Set problem :: Reproduce exactly the lines from the line containing "Pick out the blurred tree" through the end of the records below, including both ends, and nothing else.

□ □ □

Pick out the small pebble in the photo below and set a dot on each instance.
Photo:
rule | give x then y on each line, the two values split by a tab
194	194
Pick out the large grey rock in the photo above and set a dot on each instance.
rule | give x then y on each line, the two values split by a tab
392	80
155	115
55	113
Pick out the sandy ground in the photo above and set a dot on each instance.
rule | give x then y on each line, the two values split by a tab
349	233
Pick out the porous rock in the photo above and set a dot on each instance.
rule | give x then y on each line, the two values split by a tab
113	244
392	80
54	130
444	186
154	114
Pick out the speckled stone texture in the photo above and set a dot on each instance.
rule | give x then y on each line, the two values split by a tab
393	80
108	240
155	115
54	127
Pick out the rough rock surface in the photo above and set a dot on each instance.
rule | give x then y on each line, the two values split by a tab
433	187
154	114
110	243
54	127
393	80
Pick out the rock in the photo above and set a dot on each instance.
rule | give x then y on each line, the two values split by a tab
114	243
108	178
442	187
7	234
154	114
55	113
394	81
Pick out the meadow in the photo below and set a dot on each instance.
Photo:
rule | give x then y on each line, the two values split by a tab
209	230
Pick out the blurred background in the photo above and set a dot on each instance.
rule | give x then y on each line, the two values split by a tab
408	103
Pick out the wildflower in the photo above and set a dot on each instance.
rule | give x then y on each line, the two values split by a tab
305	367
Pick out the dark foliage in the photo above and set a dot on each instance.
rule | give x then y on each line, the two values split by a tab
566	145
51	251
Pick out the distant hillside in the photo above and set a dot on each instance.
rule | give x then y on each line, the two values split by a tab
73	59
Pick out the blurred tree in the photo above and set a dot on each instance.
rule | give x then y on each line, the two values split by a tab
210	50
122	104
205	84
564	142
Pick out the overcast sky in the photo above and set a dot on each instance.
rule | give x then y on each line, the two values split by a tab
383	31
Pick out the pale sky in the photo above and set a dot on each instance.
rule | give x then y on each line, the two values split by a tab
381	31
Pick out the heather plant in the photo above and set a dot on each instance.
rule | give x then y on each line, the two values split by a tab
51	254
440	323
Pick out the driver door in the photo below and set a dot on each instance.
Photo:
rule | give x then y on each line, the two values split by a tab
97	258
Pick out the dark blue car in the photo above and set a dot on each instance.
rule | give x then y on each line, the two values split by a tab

□ □ □

Result ::
Pick out the blurred tree in the photo above and set a dot on each instance.
rule | give x then y on each line, the two values split by a tab
210	50
122	104
205	84
564	142
Pick out the overcast sky in the photo above and set a dot on each instance.
rule | give x then y on each line, the two values split by a tab
383	31
Pick out the pale sky in the photo above and set a dot on each instance.
rule | give x then y on each line, the two values split by a tab
381	31
Pick out the heather plant in the photo above and set a dot on each instance.
rule | give x then y on each line, the two values split by a tab
51	254
440	323
Pick out the driver door in the photo below and set a dot on each instance.
Photo:
rule | give x then y on each line, the two values split by a tab
97	258
Pick out the dark blue car in the photo above and set a dot on each instance.
rule | give x then y on each line, the two values split by a tab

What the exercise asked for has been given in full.